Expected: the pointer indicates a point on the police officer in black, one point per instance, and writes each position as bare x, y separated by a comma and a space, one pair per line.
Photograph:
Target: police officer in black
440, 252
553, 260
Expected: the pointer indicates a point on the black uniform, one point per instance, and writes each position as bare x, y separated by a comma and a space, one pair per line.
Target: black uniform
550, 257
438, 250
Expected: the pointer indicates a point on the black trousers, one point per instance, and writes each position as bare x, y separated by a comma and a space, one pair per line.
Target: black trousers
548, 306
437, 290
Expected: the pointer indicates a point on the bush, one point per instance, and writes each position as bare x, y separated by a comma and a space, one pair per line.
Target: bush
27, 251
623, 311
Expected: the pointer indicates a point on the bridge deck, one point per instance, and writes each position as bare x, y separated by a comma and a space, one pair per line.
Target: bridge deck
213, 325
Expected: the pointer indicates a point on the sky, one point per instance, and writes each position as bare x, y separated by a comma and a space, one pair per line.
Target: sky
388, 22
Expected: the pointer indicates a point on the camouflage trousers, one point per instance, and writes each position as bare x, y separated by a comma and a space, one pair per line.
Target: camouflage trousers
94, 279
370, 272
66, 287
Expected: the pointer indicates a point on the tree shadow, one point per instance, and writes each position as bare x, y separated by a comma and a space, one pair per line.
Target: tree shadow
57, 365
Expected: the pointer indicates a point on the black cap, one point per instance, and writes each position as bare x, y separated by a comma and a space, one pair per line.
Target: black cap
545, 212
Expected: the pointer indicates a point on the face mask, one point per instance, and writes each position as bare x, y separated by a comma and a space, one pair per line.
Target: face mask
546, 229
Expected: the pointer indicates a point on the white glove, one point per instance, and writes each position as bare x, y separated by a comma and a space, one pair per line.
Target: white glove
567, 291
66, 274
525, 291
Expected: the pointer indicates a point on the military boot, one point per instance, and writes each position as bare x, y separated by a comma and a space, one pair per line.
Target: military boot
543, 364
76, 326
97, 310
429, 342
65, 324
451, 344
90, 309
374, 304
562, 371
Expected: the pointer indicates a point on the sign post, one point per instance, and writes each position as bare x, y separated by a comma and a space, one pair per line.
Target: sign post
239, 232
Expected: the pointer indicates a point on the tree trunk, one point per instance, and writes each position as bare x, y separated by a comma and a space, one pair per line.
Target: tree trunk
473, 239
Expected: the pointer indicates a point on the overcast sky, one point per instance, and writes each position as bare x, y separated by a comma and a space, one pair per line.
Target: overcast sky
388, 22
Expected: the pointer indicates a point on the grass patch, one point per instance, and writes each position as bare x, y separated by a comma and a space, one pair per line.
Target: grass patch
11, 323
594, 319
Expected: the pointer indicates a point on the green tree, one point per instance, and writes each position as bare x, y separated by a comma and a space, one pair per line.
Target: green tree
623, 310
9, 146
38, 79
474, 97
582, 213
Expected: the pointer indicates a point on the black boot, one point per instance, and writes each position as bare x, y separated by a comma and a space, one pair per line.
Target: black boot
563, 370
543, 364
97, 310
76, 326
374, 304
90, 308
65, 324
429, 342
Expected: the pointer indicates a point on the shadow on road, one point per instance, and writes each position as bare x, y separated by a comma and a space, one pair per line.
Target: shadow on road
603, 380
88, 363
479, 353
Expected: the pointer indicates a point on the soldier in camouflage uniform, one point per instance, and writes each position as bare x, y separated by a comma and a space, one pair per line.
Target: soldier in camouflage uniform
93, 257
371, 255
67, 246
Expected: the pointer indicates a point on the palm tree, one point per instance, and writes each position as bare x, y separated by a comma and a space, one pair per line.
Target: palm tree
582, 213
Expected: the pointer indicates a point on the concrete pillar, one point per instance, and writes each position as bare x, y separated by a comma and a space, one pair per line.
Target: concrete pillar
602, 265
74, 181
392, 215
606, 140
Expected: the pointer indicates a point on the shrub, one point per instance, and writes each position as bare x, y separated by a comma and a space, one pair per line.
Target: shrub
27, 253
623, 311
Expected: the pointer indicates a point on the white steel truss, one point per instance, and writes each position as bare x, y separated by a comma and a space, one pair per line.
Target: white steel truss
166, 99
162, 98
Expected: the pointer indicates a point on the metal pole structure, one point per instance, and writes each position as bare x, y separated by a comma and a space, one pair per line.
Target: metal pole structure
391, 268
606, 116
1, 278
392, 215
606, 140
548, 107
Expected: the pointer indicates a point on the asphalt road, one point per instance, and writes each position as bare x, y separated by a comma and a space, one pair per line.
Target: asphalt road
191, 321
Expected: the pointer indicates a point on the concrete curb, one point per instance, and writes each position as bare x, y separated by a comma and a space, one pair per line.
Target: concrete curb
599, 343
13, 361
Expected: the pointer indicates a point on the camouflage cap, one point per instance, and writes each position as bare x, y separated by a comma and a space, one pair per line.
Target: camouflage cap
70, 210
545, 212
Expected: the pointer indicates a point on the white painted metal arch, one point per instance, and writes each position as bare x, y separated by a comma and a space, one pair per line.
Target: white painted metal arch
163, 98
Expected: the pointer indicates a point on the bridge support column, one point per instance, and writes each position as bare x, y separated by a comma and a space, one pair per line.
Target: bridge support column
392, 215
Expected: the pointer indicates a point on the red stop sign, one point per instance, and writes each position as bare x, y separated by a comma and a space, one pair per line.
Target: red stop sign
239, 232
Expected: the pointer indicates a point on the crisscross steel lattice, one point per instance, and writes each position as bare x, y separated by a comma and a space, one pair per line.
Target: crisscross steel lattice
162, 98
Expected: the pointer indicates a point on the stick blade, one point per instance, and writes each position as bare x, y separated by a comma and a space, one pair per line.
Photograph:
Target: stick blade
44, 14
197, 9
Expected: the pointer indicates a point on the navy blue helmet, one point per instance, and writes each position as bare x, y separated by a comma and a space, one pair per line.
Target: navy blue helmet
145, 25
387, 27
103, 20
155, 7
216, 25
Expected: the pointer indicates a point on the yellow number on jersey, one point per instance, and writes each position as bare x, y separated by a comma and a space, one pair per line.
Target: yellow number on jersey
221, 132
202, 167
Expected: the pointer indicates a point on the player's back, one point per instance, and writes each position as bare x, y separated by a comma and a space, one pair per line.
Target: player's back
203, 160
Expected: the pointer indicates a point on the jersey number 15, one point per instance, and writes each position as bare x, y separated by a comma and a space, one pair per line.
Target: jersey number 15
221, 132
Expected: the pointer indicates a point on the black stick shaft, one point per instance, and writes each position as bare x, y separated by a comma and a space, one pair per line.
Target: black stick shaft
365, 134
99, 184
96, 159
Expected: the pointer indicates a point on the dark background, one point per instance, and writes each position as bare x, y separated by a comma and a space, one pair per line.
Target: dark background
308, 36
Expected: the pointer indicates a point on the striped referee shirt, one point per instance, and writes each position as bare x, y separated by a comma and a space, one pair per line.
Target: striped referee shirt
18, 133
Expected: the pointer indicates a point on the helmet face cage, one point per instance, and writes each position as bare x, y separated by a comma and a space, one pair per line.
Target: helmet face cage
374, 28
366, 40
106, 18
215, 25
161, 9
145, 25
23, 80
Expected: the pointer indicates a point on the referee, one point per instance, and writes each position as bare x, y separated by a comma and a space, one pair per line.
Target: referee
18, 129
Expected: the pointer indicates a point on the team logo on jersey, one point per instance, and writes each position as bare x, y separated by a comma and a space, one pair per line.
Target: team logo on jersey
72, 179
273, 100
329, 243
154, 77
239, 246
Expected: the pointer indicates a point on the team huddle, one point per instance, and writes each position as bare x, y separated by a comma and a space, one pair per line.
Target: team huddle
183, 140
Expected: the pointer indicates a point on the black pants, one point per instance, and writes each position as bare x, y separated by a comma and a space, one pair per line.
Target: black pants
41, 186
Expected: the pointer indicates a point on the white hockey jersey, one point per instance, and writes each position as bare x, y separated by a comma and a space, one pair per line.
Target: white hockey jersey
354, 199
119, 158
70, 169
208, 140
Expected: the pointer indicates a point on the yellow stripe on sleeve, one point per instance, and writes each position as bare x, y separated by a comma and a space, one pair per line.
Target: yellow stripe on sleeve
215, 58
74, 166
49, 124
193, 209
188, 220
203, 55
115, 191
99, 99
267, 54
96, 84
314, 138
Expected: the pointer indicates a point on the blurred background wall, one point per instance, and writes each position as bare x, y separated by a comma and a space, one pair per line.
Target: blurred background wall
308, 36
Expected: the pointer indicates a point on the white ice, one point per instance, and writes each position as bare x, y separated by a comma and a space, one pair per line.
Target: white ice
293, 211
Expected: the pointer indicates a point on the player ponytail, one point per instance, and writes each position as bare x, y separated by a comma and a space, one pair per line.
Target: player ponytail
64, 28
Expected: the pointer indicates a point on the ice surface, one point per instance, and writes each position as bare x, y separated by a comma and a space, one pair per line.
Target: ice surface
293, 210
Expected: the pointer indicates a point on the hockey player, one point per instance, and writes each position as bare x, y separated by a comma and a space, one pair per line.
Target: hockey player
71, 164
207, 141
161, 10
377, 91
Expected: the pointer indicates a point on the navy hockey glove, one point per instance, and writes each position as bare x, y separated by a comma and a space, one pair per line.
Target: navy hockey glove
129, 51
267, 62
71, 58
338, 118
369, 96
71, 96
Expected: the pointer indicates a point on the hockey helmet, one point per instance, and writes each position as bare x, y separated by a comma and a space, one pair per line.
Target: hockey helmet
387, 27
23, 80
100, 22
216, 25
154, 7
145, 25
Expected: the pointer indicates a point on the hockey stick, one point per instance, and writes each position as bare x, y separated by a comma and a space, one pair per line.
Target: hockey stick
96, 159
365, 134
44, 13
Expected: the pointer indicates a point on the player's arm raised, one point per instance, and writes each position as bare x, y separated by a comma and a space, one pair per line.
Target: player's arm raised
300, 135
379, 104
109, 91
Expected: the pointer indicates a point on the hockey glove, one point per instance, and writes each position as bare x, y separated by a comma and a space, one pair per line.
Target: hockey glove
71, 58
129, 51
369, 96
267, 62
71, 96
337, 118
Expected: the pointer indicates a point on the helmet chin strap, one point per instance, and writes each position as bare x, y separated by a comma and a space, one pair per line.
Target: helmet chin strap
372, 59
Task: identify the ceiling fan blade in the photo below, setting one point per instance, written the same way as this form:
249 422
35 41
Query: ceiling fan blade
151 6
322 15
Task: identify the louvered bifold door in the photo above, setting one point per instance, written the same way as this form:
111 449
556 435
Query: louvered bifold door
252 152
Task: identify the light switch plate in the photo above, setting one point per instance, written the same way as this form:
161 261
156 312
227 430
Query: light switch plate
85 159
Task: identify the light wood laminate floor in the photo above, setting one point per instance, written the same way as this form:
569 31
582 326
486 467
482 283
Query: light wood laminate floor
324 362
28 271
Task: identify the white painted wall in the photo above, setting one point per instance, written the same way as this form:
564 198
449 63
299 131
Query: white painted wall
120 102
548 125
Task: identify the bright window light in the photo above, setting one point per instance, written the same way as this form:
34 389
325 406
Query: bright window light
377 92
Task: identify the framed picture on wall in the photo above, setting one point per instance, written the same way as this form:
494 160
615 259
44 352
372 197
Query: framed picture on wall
# # # # # # #
__WORK ORDER__. All that belongs in the answer is the run of lines above from the line containing "Target: stick blade" through the line containing "Expected: the pointer indicates a point on the helmet face", exactly as written.

__RESULT OF THE EXERCISE__.
Target: stick blade
44, 14
197, 9
Expected: the pointer indicates a point on the navy blue helmet, one point per instance, and writes each position as bare x, y separated by a comma and a space, one pair per line.
Target: navy blue helmet
145, 25
387, 27
103, 20
155, 7
216, 25
Expected: the pointer indicates a point on the yellow number on jersey, one point per instance, and writes each position as bare x, y separated by a comma and a space, one pair per line.
Target: yellow number on jersey
221, 132
202, 167
Expected: the pointer indicates a point on the player's back, one point per instance, and writes each position as bare x, y separated by a comma and a space, one pair per line.
Target: player's back
203, 160
Expected: the pointer indicates a point on the jersey number 15, one point per instance, and writes each position as bare x, y separated by a comma and a space, one pair per line.
Target: jersey number 15
221, 132
Expected: the pointer indicates a point on the black stick shaft, one point per instance, and writes each position as bare x, y separated by a comma and a space, one pair per line.
Target: black stick shaft
365, 134
99, 184
96, 159
Expected: the pointer indicates a point on the dark background, one point per instance, and writes each position as bare x, y separated by a comma and a space, one pair per line.
Target: dark background
308, 36
Expected: the pointer indicates a point on the striped referee shirt, one point per instance, and writes each position as bare x, y separated by a comma and a space, one pair per line.
Target: striped referee shirt
18, 133
Expected: the pointer indicates a point on the helmet face cage, one point per instance, and writes each position as bare x, y separated by a comma and a space, one pair per line.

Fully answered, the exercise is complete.